Your objective:
Extract every line of the items below that contains the word "dirt", treating uppercase and lowercase as different.

Position identification records:
'''

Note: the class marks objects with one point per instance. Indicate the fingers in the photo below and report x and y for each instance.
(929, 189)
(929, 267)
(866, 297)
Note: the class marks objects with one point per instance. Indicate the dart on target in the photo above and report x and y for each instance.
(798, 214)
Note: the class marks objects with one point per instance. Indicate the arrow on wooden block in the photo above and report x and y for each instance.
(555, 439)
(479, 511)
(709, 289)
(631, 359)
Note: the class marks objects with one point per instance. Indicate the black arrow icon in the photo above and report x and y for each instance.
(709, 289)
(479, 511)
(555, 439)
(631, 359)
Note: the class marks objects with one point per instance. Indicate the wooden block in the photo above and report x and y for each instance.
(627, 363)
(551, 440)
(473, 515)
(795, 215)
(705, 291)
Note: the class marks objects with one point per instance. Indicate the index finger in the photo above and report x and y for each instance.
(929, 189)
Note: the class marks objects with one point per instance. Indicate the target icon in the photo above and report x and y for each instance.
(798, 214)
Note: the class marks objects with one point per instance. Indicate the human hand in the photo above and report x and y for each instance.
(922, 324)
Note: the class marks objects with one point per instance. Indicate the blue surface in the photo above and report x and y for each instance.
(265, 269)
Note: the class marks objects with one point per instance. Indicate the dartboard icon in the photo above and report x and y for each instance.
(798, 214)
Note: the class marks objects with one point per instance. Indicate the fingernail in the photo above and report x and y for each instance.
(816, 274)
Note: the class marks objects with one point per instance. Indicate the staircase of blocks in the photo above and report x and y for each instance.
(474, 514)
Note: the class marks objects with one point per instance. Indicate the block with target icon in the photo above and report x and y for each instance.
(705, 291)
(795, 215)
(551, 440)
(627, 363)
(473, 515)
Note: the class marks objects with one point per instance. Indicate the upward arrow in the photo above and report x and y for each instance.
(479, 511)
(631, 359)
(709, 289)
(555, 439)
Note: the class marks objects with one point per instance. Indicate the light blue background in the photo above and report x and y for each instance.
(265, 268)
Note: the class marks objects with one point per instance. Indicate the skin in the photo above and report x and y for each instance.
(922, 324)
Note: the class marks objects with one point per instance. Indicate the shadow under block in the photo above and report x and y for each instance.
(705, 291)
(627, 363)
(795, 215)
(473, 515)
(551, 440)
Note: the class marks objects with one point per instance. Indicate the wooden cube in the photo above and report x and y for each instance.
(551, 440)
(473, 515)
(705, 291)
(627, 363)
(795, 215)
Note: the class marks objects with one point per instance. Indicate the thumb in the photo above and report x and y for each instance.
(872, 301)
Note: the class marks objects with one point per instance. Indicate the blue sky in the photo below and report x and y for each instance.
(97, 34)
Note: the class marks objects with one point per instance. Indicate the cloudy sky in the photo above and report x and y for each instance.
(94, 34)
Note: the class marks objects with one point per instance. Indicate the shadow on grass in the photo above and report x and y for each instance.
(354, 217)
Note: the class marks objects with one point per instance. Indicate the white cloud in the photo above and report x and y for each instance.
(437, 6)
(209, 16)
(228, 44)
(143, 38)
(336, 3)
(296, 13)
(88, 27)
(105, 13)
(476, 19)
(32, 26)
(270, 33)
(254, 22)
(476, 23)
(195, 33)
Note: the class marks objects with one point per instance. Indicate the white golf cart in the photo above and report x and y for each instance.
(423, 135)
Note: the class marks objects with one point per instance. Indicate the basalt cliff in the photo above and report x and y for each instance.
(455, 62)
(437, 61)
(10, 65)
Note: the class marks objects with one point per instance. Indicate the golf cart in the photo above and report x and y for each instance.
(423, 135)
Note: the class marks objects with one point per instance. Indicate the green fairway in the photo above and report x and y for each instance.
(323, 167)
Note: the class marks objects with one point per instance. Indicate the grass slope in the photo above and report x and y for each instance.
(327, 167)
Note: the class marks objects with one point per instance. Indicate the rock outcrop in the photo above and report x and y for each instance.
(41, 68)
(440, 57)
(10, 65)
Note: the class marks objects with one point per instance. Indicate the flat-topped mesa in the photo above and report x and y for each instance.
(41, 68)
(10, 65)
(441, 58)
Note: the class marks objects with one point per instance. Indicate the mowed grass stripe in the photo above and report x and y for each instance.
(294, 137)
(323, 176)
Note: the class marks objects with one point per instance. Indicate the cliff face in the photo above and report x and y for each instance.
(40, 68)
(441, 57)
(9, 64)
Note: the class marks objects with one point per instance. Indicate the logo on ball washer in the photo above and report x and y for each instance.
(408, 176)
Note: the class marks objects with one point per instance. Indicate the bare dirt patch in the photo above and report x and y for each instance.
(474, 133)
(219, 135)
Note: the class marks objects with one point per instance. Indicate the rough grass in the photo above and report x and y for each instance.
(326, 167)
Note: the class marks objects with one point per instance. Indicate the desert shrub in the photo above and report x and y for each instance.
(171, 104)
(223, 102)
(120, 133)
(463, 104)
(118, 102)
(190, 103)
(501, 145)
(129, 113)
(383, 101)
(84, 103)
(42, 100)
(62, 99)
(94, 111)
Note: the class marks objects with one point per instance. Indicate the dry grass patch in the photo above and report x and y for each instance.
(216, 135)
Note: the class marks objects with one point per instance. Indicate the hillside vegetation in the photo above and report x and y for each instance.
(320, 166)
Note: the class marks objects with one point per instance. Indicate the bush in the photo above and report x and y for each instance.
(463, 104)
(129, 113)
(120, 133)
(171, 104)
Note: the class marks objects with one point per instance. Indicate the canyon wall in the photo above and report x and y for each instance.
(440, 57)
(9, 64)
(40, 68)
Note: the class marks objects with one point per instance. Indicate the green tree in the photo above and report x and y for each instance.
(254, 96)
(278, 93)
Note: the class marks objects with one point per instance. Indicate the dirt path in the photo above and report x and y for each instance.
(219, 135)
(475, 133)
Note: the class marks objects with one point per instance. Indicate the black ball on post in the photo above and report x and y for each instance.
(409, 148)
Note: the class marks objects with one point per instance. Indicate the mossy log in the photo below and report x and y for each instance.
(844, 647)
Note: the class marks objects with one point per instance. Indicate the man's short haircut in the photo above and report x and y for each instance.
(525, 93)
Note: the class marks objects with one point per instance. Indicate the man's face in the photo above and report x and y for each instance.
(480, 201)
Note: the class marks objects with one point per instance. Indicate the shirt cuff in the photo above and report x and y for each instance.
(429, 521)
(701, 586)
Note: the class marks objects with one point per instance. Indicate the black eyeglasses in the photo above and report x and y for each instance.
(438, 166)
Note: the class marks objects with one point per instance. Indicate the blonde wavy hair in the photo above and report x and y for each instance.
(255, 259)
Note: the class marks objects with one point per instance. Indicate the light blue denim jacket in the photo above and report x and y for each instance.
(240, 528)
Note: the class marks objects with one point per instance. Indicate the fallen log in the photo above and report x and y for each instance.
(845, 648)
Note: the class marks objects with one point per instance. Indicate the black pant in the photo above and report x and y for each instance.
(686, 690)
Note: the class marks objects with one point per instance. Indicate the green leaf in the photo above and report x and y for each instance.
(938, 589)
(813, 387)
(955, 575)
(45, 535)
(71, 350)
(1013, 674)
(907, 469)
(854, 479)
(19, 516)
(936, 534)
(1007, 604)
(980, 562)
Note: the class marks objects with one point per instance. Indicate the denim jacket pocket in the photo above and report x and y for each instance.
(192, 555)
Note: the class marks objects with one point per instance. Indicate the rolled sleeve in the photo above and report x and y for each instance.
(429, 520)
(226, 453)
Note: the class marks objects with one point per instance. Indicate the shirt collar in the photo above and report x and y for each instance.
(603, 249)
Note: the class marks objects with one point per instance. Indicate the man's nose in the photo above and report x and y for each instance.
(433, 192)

'''
'''

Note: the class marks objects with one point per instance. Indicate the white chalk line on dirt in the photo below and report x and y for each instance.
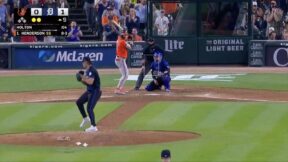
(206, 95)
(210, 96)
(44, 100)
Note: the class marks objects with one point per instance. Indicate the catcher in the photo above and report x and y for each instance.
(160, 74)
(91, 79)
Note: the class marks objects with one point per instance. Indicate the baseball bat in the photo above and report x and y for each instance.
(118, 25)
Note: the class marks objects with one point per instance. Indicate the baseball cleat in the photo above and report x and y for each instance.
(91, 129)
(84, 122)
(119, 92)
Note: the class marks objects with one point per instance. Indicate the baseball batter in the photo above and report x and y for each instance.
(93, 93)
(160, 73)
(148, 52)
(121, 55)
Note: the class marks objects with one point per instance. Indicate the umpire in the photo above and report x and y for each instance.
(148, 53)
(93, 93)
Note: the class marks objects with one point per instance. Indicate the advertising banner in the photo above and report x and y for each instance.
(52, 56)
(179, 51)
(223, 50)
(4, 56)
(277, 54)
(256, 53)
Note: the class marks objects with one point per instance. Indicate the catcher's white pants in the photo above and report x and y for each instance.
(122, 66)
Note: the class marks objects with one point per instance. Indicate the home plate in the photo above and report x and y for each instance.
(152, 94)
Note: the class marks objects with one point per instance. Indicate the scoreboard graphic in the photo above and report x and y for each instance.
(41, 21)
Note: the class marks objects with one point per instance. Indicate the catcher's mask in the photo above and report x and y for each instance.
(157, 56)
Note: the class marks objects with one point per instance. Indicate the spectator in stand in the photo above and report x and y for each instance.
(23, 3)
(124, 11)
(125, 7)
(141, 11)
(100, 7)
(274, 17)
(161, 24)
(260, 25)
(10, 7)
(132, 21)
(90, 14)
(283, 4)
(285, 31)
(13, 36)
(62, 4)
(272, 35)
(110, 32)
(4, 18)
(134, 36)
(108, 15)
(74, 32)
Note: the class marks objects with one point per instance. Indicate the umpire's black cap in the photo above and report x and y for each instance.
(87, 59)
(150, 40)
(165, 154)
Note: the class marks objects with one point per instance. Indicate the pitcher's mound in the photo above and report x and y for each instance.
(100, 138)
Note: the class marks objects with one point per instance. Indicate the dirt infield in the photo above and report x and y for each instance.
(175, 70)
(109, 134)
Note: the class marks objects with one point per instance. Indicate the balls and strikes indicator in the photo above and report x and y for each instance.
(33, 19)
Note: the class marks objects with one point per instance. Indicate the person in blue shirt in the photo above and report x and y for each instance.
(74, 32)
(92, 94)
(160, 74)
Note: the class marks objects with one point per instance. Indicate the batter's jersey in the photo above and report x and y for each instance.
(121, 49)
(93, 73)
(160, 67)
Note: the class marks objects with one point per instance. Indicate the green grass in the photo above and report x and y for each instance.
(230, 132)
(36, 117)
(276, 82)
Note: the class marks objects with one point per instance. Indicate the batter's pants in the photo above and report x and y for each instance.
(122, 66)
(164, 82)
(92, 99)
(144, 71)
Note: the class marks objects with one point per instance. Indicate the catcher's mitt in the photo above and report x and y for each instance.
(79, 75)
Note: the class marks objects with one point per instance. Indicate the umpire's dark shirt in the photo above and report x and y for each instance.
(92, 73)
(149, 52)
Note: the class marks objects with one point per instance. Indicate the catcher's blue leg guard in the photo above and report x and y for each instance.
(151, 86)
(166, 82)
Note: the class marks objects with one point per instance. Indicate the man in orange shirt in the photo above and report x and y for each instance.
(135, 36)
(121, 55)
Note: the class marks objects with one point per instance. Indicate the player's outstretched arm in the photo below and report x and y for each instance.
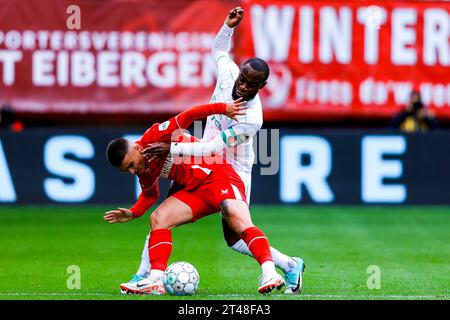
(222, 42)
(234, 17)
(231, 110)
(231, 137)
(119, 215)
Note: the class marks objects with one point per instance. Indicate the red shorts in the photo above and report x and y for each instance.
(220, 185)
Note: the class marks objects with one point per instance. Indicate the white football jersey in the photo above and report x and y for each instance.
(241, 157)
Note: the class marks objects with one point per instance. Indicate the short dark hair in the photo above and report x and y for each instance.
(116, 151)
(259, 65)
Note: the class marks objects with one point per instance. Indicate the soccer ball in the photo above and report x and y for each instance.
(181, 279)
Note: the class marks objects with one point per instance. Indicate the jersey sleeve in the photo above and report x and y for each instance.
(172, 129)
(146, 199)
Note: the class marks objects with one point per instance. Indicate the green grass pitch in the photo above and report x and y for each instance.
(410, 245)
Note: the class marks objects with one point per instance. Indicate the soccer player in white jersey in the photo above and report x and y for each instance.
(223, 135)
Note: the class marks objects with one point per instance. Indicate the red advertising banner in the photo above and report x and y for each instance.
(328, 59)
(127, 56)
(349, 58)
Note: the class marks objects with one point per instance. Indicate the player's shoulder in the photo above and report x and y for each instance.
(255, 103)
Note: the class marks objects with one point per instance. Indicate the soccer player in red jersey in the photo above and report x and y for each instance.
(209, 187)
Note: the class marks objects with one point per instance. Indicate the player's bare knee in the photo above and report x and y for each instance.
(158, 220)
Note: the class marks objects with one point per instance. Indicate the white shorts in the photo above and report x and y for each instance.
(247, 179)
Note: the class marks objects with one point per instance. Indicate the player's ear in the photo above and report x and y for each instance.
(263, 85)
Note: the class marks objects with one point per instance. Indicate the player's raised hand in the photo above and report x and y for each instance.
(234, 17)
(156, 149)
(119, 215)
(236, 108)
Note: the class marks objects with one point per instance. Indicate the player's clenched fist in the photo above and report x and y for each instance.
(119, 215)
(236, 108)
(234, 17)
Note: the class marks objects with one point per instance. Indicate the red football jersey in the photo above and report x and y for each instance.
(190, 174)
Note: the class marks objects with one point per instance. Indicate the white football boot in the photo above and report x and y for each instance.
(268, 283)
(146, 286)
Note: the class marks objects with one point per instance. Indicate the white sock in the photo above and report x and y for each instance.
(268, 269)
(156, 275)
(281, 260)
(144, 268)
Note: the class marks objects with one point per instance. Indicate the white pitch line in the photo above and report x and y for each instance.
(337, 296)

'''

Answer to the exercise:
Note: the class marks objects with one point per instance. Indicate the bare dirt patch in the photo above and report x and y for each instance.
Note: the class marks objects with one point per instance. Indicate the dirt path in the photo above and report x and y for each instance.
Note: the class marks objects with one point per instance. Indicate the white chalk line on dirt in the photo below and report x and y for each instance.
Note: the class marks objects with one point per instance. Indicate the dirt infield in the photo above and report x and y for each instance.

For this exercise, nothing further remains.